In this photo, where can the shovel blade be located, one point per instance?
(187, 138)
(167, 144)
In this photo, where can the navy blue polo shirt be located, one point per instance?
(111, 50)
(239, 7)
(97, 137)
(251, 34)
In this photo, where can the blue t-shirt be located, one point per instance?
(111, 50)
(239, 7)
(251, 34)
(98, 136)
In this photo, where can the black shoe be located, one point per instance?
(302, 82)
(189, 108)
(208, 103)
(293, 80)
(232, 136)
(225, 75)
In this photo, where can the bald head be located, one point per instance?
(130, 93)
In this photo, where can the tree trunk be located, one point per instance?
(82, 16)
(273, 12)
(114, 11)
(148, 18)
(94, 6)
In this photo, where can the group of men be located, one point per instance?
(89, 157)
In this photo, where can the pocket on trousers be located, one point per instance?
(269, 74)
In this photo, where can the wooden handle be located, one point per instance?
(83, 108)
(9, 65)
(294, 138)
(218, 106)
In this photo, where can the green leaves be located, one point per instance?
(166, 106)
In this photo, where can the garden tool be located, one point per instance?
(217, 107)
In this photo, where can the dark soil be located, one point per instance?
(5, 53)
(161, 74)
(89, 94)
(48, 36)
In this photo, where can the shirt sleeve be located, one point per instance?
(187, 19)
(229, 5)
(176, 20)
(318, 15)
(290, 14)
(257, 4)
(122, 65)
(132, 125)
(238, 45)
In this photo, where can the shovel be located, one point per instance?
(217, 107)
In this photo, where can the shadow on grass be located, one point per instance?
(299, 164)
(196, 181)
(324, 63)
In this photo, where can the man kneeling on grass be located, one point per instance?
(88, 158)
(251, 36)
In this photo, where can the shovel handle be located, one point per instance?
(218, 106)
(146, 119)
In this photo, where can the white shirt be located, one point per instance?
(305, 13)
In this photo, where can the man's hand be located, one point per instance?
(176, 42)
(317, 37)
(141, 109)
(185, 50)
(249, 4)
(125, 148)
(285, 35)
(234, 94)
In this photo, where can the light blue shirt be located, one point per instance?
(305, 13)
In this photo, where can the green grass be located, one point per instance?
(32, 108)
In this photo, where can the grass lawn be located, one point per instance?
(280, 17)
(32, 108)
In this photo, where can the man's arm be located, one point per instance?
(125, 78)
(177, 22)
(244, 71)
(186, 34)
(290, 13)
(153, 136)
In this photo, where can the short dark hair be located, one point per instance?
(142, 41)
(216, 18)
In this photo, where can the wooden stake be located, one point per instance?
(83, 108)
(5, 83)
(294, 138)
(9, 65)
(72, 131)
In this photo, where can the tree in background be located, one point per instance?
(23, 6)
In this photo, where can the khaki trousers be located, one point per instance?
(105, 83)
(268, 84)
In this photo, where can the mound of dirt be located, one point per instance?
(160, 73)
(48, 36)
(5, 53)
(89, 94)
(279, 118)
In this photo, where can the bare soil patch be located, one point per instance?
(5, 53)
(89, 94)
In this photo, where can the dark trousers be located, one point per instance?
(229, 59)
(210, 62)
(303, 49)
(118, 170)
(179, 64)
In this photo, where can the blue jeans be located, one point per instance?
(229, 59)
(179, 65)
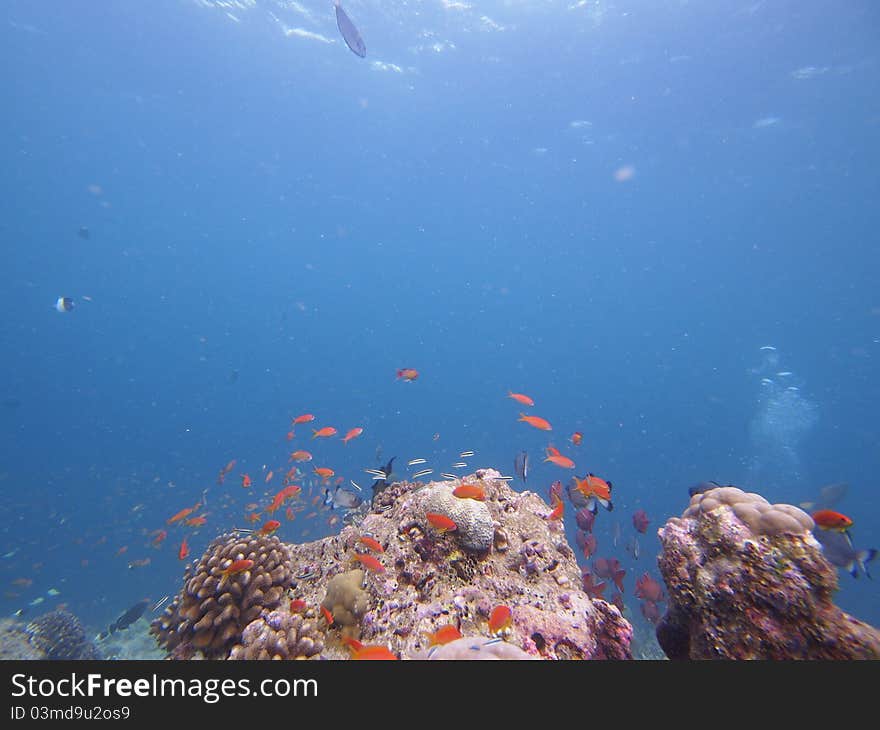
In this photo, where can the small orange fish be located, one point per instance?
(237, 566)
(520, 398)
(828, 519)
(443, 635)
(369, 562)
(439, 522)
(469, 491)
(560, 460)
(268, 528)
(185, 512)
(500, 619)
(371, 543)
(352, 434)
(536, 422)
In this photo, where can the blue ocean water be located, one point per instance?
(609, 206)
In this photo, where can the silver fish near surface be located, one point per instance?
(349, 33)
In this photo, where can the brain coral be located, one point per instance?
(211, 611)
(346, 599)
(761, 517)
(473, 521)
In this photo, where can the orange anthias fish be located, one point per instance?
(500, 619)
(469, 491)
(352, 434)
(443, 635)
(439, 522)
(595, 489)
(554, 457)
(828, 519)
(369, 562)
(185, 512)
(371, 543)
(268, 528)
(237, 566)
(536, 422)
(520, 398)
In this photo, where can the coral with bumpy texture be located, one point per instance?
(748, 580)
(281, 635)
(346, 598)
(473, 522)
(210, 613)
(761, 517)
(429, 579)
(60, 635)
(475, 647)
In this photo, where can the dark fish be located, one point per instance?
(702, 487)
(381, 484)
(839, 550)
(521, 465)
(352, 38)
(342, 499)
(126, 619)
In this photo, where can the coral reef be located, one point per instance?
(59, 635)
(15, 642)
(281, 635)
(425, 579)
(209, 615)
(346, 598)
(747, 580)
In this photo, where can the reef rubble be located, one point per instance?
(747, 579)
(342, 592)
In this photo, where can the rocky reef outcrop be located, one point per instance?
(400, 574)
(747, 579)
(56, 635)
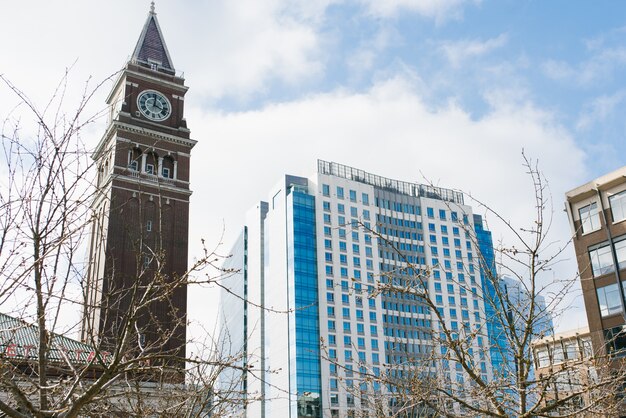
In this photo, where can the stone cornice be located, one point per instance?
(125, 127)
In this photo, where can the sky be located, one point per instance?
(445, 91)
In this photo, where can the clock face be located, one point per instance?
(154, 105)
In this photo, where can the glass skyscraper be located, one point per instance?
(316, 313)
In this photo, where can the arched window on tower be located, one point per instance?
(167, 171)
(134, 159)
(152, 161)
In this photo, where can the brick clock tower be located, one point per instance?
(139, 240)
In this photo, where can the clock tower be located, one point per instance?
(139, 239)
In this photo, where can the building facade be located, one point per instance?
(316, 321)
(597, 211)
(568, 359)
(142, 202)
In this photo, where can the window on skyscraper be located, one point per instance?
(589, 217)
(609, 300)
(620, 252)
(601, 260)
(618, 206)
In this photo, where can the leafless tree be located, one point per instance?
(46, 191)
(453, 377)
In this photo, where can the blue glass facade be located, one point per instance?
(309, 385)
(488, 276)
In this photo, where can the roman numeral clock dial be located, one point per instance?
(154, 105)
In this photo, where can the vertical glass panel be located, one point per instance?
(608, 300)
(601, 260)
(618, 206)
(589, 217)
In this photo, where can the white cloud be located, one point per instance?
(600, 109)
(458, 52)
(597, 67)
(232, 49)
(387, 130)
(364, 56)
(440, 10)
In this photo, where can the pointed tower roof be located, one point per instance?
(151, 49)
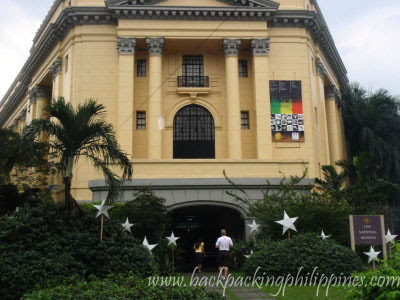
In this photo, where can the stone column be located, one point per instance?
(56, 74)
(42, 95)
(31, 107)
(234, 129)
(126, 49)
(154, 113)
(331, 93)
(262, 104)
(14, 125)
(22, 120)
(322, 73)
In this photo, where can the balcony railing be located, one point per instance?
(193, 81)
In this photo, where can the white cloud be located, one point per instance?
(17, 29)
(369, 45)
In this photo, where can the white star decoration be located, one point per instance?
(147, 245)
(254, 226)
(324, 237)
(248, 256)
(127, 226)
(287, 223)
(390, 237)
(103, 209)
(372, 254)
(172, 239)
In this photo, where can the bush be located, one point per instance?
(306, 251)
(148, 212)
(387, 291)
(315, 212)
(45, 243)
(120, 288)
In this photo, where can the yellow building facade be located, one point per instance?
(192, 88)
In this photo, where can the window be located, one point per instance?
(192, 65)
(140, 120)
(141, 68)
(194, 133)
(245, 120)
(193, 72)
(243, 69)
(66, 64)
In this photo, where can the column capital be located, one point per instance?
(155, 45)
(126, 45)
(39, 91)
(260, 47)
(231, 46)
(22, 115)
(14, 124)
(320, 68)
(56, 67)
(331, 92)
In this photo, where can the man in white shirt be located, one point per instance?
(224, 243)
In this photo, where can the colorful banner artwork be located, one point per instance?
(287, 118)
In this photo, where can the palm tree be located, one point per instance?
(372, 126)
(72, 134)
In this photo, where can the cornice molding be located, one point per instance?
(56, 67)
(331, 92)
(318, 29)
(231, 46)
(39, 91)
(237, 3)
(76, 16)
(191, 13)
(126, 45)
(260, 47)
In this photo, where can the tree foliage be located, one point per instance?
(372, 126)
(16, 154)
(44, 244)
(72, 134)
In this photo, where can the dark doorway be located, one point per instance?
(205, 221)
(194, 133)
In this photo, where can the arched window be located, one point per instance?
(194, 133)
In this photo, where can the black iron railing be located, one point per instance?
(193, 81)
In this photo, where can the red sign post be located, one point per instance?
(368, 230)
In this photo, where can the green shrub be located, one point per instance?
(385, 291)
(315, 212)
(306, 251)
(120, 288)
(148, 212)
(45, 243)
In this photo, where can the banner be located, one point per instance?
(287, 118)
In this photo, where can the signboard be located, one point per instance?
(287, 118)
(367, 230)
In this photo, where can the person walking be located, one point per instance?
(224, 243)
(199, 254)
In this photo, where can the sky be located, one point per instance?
(366, 33)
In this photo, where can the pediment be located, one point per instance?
(209, 3)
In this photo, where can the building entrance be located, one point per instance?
(205, 222)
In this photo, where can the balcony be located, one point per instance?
(193, 82)
(193, 85)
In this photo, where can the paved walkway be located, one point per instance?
(242, 293)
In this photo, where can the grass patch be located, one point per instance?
(306, 293)
(302, 292)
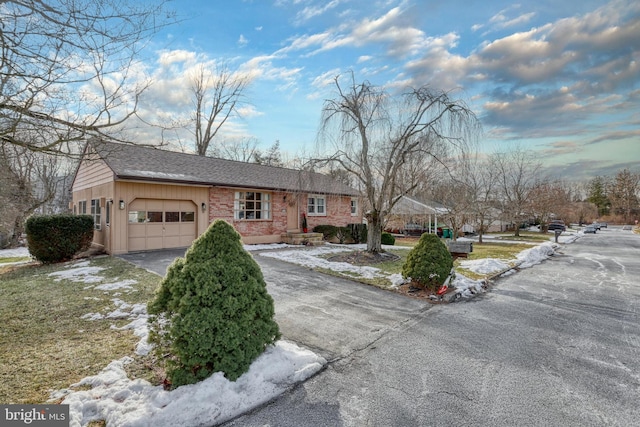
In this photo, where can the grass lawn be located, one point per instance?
(45, 345)
(499, 250)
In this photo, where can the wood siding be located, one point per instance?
(92, 173)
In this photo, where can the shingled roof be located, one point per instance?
(133, 162)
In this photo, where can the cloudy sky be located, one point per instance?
(558, 77)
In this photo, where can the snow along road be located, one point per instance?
(556, 344)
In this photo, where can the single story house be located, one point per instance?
(144, 198)
(410, 211)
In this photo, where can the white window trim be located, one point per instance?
(266, 211)
(317, 197)
(96, 213)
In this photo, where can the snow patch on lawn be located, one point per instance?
(79, 272)
(136, 403)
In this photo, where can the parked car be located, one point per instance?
(556, 225)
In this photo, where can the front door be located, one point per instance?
(292, 213)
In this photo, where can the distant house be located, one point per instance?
(144, 198)
(410, 212)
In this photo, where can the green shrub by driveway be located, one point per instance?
(57, 238)
(212, 311)
(429, 263)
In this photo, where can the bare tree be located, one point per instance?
(549, 199)
(66, 67)
(517, 172)
(217, 95)
(28, 181)
(624, 192)
(377, 135)
(239, 149)
(482, 188)
(271, 157)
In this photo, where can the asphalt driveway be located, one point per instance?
(332, 316)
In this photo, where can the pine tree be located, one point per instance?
(212, 311)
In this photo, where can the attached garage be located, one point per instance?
(161, 224)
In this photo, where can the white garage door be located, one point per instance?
(160, 224)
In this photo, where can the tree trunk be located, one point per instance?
(374, 232)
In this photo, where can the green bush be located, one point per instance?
(343, 234)
(212, 312)
(328, 231)
(387, 239)
(429, 263)
(57, 238)
(358, 232)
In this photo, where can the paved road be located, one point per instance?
(334, 317)
(554, 345)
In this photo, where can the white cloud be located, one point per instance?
(310, 12)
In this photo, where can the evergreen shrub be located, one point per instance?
(429, 263)
(328, 231)
(358, 232)
(212, 312)
(57, 238)
(387, 239)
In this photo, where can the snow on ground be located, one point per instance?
(312, 258)
(125, 402)
(136, 403)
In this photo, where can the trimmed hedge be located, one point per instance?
(57, 238)
(212, 312)
(429, 263)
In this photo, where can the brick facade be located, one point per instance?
(221, 206)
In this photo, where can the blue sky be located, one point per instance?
(557, 77)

---------------

• Work instructions: Your answer should consist only of the lines from the one with "In this photo, where can the attached" through the end of the data above, reproduced exactly.

• Full response:
In this photo, where can the attached garage be located, one point per instance?
(161, 224)
In this photo, where can the white garage door be located, one point per instance?
(160, 224)
In this photo, where can the tree trunk be located, one point per instance?
(374, 232)
In this photo, where can the green bush be located, one point per instance?
(343, 234)
(212, 312)
(328, 231)
(387, 239)
(429, 263)
(57, 238)
(358, 232)
In this photo, where can the paved road be located, one point per instance?
(334, 317)
(554, 345)
In this photo, where can the white cloud be located, one point per instance?
(310, 12)
In this photo, where can the evergreen shrub be located, one point per instance?
(429, 263)
(328, 231)
(358, 232)
(212, 312)
(57, 238)
(387, 239)
In this photo, where can the snow on ground be located, one point per instance?
(312, 258)
(125, 402)
(136, 403)
In this photo, where can the trimmed hedge be located, one point per instance?
(57, 238)
(212, 312)
(429, 263)
In this photo, where can the brick facade be located, one point per instance?
(221, 206)
In this photo, where can the blue sky be located, one point per instance?
(557, 77)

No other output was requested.